Only lines that contain the word "metal" belong in the answer; copy them from the records below.
--- Data extract Enclosed Below ---
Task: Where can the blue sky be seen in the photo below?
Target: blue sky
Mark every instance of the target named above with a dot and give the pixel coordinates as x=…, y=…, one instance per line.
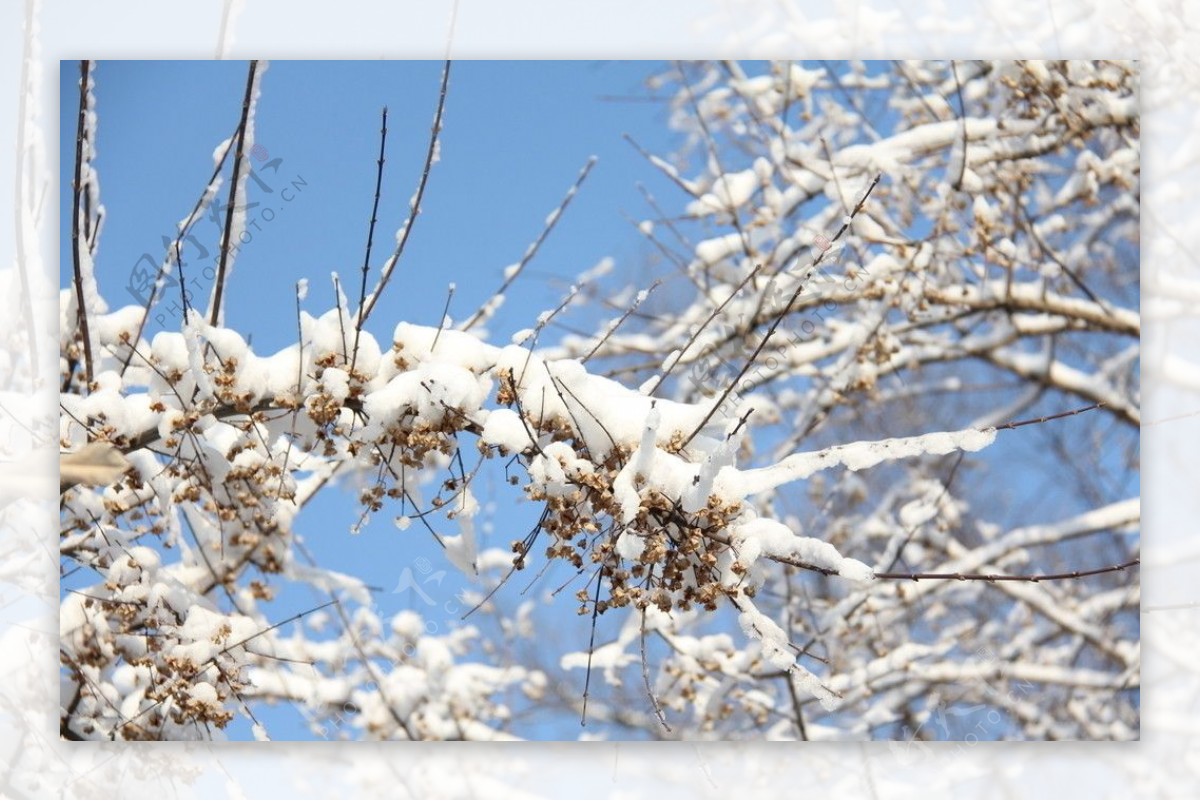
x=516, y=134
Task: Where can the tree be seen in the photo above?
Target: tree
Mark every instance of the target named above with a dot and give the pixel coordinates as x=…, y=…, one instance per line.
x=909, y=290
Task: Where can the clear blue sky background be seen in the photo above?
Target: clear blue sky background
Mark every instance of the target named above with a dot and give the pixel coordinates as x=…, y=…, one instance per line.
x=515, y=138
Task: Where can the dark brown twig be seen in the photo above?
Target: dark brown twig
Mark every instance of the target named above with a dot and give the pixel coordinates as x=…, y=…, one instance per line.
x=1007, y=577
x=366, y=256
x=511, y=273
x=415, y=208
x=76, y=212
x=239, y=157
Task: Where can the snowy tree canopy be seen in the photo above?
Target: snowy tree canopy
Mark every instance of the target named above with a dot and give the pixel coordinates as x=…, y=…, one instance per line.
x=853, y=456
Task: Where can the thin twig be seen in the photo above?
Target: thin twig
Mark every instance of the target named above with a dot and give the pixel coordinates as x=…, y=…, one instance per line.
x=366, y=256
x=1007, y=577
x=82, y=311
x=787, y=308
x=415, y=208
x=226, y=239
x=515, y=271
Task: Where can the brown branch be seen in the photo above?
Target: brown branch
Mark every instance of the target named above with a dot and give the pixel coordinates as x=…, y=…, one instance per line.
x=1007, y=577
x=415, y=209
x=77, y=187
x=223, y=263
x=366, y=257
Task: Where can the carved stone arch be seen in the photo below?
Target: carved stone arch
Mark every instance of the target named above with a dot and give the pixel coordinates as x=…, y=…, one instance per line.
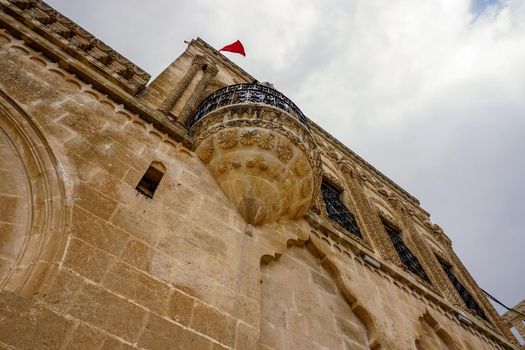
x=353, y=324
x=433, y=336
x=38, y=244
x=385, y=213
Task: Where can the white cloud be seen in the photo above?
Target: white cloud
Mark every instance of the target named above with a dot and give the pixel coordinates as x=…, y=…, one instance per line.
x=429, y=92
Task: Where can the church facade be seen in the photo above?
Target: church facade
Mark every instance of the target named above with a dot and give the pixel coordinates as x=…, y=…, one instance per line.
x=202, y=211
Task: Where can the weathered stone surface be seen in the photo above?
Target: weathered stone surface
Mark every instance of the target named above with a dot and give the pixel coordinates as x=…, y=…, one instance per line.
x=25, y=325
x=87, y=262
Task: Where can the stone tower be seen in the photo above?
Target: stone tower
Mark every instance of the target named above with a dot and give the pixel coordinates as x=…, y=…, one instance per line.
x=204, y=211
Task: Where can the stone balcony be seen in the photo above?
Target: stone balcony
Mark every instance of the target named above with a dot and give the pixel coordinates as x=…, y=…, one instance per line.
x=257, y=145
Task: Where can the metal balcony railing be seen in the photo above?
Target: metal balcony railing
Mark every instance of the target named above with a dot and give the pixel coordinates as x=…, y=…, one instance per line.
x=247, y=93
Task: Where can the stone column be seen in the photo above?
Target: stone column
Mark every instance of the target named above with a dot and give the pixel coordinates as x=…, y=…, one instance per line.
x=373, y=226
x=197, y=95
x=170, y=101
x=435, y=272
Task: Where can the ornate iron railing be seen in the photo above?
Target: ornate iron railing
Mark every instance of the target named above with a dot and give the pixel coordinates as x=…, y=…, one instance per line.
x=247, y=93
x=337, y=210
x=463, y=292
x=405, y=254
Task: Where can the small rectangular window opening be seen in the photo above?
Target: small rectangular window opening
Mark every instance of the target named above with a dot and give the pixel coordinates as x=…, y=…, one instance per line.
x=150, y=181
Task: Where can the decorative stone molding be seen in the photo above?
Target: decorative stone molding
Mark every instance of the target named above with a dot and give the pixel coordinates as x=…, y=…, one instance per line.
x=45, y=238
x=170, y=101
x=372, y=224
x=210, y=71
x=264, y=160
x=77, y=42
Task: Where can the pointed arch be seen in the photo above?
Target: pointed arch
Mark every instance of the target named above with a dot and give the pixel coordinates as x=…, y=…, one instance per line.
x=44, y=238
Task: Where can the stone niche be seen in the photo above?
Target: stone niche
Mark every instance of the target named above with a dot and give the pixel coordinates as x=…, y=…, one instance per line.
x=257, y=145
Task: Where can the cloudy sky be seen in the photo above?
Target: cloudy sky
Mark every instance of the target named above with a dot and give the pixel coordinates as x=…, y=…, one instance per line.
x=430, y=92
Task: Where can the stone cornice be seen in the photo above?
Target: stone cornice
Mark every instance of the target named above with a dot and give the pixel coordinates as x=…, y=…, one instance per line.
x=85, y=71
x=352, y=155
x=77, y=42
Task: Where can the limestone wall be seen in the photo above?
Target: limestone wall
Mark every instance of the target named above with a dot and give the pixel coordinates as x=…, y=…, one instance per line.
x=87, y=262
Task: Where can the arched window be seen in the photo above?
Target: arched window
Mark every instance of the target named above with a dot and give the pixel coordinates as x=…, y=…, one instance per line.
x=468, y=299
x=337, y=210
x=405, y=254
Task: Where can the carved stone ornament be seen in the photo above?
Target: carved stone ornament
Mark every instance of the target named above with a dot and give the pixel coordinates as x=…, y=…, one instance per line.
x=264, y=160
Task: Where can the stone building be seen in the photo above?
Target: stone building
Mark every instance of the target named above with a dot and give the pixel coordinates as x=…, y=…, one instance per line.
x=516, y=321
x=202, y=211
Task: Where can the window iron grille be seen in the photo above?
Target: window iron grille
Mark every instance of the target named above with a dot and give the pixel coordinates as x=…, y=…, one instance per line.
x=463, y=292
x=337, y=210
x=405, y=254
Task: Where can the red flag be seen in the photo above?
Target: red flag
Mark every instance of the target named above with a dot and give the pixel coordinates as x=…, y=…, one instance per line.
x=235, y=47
--- End of Enclosed Data extract ---
> _Task response_
Task: Where can the metal balcony railing be seen in the photo above?
Target: metal balcony railing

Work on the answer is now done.